[Source data]

## START

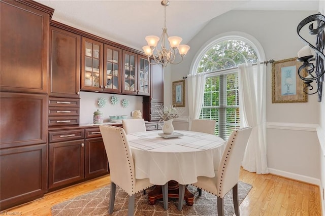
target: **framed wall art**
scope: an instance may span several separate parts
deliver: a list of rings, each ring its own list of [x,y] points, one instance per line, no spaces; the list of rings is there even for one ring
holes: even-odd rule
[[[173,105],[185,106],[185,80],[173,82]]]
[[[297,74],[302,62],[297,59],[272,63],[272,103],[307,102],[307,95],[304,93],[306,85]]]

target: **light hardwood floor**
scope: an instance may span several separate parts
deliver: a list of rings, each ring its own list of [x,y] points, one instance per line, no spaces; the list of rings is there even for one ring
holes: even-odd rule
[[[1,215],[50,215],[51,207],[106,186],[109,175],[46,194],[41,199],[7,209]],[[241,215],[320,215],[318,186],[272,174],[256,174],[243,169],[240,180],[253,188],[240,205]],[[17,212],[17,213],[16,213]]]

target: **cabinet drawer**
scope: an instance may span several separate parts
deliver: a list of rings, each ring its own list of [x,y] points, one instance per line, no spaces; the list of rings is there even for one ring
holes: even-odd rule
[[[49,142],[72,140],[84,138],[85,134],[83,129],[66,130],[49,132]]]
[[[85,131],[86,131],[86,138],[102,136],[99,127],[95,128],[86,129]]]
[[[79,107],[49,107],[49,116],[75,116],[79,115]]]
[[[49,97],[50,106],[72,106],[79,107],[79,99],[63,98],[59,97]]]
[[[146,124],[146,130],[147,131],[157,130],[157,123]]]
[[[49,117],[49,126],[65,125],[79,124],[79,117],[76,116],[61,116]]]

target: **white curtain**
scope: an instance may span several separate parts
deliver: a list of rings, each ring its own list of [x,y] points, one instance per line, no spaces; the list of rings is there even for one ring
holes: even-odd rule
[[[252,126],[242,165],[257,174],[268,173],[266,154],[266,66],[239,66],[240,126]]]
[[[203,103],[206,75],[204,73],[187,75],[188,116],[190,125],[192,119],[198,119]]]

## END

#### [Exercise]
Transcribe the lines from the one containing "target: **white curtain**" through the end of the source data.

#### [The response]
target: **white curtain**
scope: an instance may span several separate parts
deliver: a list of rings, each ring its own list of [x,y] points, one instance per line, no spaces; the list of rings is there even for one ring
holes: even-odd rule
[[[252,126],[242,165],[257,174],[268,173],[266,154],[266,66],[239,66],[240,126]]]
[[[203,103],[206,75],[204,73],[187,75],[188,116],[190,125],[192,119],[198,119]]]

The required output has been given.